COVID case records “will be broken a lot over the next few weeks” after the UK saw the highest number of daily infections since the start of the pandemic, England’s chief medical officer has warned.
Speaking at a Downing Street news conference, Professor Chris Whitty suggested there were “two epidemics on top of one another” following the spread of the Omicron variant.
He said the spread of the existing Delta variant was “roughly flat” but there was a “very rapidly growing Omicron epidemic on top of it”.
On Wednesday, the UK recorded its highest number of daily COVID cases since the start of the coronavirus crisis, with 78,610 fresh infections.
“I’m afraid we have to be realistic that records will be broken a lot over the next few weeks as the rates continue to go up,” Prof Whitty said.
He added: “It looks as if Delta, which we’ve had with us for a while, is still flat and the growth is Omicron.
“So what we’ve got is two epidemics on top of one other. An existing Delta epidemic, roughly flat, and a very rapidly growing Omicron epidemic on top of it.”
The 78,610 COVID cases recorded on Wednesday was over 10,000 more than the previous daily record of 68,053 infections, which was reported on 8 January this year.
A further 4,671 cases of the Omicron variant were also confirmed on Wednesday, almost doubling the total in the country and bringing it to 10,017.

### TASKS TO CARRY OUT
a: In the COVID article, how many new daily infections did the UK record on Wednesday?
b: Carry on the COVID news article from the point at which it ends.
The data that follow were drawn from a separate source and bear no relation to the article.

### Data entries

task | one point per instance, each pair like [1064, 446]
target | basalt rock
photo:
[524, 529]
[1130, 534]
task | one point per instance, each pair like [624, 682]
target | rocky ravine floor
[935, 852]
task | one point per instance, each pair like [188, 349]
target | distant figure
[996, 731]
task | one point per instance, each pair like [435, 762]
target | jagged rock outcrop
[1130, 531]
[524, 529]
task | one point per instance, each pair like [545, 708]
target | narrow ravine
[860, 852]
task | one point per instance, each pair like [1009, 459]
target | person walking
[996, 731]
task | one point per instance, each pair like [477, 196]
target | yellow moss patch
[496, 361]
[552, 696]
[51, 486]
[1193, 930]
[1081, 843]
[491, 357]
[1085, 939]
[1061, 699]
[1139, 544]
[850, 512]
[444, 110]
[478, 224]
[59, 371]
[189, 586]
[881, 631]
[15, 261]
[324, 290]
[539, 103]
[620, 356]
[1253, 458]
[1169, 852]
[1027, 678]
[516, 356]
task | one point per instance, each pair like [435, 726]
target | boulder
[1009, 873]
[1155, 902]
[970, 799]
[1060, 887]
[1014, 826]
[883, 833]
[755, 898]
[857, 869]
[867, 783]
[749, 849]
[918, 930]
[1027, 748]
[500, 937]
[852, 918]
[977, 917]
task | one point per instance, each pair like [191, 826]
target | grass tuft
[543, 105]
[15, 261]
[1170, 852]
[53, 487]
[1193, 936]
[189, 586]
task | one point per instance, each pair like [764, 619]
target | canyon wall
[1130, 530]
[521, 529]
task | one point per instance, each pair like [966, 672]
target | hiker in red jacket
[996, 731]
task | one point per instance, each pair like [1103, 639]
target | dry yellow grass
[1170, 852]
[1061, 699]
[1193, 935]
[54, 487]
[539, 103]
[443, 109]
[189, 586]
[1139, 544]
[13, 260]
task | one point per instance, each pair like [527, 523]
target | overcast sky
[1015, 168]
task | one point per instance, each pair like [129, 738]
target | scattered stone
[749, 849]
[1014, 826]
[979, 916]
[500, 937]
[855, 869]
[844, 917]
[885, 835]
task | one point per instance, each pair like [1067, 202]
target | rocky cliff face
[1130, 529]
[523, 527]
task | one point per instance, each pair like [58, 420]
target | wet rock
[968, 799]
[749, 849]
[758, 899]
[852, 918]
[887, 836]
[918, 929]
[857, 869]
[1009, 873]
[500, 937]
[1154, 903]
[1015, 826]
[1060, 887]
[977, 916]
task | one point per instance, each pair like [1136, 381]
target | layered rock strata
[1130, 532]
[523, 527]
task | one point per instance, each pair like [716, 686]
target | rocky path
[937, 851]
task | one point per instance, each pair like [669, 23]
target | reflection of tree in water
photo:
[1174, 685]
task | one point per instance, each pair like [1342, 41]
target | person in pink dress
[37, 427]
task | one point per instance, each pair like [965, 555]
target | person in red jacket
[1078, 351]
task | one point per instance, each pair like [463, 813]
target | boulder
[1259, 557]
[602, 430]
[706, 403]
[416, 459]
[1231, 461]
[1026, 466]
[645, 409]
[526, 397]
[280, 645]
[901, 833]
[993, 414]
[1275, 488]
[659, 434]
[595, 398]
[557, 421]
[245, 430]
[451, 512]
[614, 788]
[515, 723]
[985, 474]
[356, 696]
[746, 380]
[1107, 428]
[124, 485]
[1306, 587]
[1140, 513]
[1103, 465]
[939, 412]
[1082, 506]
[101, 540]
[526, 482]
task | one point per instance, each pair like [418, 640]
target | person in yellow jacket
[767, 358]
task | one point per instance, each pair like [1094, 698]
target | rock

### RESULTS BY TASK
a: 78,610

b:
Dr Jenny Harries, the chief executive of the UK Health Security Agency, earlier told MPs that the Omicron variant is “probably the most significant threat we’ve had since the start of the pandemic”.
She also warned of a “staggering” number of cases in the next few days compared with what has gone before.
But Dr Harries said the “real potential risk” was whether “cases turn into severe disease, hospitalisations and deaths” and added it was “too early” to be clear on that.
On Wednesday, a further 165 deaths within 28 days of a positive coronavirus test were reported. This time last week, 161 deaths were recorded.
In the latest 24-hour period where figures are available, another 774 COVID patients were admitted to hospitals in the UK – with the total now 7,673, including 896 on ventilators.
This is slightly up from the same time the previous week when 738 patients were admitted.